Give back the lines of the records exactly, starting at the first and ending at the one with "positive clicks: (502, 337)".

GIVEN DATA:

-- Opening Marker --

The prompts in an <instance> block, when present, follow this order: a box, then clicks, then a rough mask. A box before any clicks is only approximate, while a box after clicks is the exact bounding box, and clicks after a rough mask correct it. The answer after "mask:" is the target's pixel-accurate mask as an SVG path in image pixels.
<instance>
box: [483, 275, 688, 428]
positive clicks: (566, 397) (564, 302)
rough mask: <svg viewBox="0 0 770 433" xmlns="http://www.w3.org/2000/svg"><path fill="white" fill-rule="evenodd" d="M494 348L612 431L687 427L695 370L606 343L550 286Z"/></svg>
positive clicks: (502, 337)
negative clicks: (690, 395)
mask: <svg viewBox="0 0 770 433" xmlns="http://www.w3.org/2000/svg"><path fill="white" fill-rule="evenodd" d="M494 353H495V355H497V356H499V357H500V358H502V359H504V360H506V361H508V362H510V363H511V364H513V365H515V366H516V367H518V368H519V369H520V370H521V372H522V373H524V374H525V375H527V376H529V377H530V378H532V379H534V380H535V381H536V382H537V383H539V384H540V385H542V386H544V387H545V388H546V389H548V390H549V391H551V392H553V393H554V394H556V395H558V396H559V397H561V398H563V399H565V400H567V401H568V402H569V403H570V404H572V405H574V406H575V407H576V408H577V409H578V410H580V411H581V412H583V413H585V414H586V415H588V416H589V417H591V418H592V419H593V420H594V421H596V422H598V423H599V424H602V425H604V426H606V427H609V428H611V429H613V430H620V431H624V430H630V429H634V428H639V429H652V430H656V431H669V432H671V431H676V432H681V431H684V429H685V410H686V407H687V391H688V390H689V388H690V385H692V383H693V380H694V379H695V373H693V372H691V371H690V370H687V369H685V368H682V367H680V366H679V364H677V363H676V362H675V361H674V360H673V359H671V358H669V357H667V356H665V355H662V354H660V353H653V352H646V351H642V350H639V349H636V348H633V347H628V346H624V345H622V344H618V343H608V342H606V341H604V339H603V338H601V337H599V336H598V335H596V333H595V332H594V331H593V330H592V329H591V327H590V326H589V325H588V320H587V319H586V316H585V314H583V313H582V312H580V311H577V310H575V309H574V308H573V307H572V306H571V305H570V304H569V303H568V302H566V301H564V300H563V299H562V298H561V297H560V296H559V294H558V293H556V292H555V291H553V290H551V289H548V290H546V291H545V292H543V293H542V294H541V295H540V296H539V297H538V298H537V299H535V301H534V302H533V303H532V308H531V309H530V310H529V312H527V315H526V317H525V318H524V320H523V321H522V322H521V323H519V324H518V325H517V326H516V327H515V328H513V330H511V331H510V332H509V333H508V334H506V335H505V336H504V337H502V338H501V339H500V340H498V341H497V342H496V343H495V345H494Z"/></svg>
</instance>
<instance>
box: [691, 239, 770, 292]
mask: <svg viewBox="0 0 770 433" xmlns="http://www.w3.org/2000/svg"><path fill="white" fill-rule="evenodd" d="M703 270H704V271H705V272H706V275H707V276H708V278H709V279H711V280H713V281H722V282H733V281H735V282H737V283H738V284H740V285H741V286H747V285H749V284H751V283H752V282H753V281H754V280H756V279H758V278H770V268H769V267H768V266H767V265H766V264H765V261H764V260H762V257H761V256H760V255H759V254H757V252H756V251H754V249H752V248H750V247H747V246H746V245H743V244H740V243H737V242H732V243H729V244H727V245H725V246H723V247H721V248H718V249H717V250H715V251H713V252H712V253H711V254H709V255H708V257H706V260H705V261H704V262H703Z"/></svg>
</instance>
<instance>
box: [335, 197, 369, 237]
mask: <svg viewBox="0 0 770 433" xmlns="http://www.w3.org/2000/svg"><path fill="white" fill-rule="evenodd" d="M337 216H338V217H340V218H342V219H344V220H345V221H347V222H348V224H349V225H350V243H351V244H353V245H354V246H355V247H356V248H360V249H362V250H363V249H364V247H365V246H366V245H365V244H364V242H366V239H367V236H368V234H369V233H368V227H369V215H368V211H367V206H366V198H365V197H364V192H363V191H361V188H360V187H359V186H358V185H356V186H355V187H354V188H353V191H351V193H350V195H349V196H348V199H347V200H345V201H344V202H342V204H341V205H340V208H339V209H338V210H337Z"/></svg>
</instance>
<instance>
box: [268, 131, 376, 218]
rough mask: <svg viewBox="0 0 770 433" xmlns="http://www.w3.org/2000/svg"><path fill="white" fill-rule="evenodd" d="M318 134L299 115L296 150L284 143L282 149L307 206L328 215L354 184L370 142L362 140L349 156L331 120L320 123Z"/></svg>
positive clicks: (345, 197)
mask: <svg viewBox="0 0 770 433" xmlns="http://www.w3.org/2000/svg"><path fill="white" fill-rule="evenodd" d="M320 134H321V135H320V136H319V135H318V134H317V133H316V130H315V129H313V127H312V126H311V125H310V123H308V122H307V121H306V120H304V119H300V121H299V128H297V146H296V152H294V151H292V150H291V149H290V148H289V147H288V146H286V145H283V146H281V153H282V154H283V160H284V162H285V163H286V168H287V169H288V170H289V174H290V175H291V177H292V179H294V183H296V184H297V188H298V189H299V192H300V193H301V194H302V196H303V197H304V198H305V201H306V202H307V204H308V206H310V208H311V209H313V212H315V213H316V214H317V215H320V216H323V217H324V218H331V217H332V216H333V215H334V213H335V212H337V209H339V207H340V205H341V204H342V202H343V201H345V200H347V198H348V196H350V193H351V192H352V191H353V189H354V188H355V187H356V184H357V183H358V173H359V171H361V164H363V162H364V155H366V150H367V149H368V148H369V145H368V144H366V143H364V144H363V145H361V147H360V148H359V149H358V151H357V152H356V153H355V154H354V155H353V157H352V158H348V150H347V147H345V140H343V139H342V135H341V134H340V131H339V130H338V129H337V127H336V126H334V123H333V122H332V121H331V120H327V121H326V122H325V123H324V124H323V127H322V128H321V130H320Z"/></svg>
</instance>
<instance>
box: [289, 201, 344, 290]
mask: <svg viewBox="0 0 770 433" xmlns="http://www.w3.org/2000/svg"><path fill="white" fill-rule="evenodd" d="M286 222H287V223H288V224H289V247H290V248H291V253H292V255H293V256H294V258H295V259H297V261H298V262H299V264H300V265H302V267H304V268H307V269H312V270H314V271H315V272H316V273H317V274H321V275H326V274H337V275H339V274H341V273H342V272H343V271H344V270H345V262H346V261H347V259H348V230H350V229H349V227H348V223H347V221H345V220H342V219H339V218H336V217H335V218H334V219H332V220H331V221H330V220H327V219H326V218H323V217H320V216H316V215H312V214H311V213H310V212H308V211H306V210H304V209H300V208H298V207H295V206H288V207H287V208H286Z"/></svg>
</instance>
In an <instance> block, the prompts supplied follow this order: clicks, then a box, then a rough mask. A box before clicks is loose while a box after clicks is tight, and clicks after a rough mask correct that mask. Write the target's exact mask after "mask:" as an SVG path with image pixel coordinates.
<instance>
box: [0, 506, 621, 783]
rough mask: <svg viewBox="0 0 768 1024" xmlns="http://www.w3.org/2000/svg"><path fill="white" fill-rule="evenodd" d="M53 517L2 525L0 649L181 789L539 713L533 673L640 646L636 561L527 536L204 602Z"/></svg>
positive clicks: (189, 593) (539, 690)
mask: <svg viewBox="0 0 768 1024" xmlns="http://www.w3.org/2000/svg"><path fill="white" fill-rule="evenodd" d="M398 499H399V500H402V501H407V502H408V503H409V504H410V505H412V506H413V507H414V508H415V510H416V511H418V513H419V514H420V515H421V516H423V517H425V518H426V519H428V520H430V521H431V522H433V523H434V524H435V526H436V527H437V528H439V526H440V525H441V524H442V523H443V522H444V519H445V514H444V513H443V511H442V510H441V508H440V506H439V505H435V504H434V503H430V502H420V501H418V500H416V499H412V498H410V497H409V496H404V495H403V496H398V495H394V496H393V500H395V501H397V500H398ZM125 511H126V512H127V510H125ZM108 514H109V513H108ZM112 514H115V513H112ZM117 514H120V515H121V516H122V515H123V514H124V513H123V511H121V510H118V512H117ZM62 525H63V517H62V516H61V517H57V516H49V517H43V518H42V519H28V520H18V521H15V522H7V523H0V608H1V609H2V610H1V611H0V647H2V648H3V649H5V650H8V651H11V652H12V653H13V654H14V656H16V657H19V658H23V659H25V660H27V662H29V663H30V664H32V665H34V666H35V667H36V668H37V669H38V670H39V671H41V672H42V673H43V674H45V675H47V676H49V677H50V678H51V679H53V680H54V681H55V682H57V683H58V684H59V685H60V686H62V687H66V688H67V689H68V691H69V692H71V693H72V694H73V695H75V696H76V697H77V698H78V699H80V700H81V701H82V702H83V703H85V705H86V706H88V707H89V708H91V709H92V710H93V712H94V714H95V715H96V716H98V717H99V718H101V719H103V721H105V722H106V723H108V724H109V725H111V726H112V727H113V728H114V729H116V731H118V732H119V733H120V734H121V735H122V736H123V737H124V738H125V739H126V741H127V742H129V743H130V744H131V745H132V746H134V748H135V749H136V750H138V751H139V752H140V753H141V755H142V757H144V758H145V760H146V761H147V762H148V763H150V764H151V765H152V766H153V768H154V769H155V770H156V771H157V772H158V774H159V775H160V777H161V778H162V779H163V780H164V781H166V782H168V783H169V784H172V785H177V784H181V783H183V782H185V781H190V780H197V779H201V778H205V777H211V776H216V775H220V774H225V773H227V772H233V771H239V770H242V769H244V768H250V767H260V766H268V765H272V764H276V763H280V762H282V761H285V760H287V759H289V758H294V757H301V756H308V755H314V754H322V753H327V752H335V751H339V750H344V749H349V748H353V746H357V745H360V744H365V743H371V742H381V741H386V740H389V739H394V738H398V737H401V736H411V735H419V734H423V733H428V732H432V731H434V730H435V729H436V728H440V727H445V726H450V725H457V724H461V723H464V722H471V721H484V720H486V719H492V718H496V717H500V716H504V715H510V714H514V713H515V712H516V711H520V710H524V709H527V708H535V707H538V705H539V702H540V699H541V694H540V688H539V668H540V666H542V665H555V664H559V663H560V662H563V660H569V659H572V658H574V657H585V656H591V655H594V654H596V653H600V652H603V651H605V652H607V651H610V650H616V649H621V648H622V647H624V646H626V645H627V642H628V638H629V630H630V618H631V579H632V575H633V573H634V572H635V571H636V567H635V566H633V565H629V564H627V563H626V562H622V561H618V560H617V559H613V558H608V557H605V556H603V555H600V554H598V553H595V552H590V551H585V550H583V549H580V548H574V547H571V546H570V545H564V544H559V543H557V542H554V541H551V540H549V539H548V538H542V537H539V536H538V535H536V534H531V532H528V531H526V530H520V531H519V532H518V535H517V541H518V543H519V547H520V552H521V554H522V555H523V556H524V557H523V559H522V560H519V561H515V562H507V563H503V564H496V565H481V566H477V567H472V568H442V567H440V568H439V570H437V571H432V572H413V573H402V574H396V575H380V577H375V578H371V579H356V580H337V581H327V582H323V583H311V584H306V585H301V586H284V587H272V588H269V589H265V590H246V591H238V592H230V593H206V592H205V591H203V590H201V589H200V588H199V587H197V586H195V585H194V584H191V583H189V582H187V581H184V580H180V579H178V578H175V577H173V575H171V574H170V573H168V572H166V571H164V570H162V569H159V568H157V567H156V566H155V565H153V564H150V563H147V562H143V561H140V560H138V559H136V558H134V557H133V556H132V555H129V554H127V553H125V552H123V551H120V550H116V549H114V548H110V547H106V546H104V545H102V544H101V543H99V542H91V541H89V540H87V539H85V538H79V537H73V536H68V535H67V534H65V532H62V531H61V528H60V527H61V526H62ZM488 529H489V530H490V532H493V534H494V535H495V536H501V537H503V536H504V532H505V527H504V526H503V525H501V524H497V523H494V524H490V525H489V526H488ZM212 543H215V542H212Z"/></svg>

-- Closing Marker --

RESPONSE TO THIS EXERCISE:
The prompts in an <instance> block, when present, follow this order: a box, then clicks, then a rough mask. A box before any clicks is only approximate, while a box after clicks is the exact bounding box, and clicks after a rough mask correct it. The answer after "mask:" is the target's pixel-accurate mask as an SVG path in image pixels.
<instance>
box: [483, 275, 688, 428]
positive clicks: (566, 397) (564, 302)
rough mask: <svg viewBox="0 0 770 433" xmlns="http://www.w3.org/2000/svg"><path fill="white" fill-rule="evenodd" d="M494 348L612 431L687 427L695 370L606 343L550 286Z"/></svg>
positive clicks: (502, 337)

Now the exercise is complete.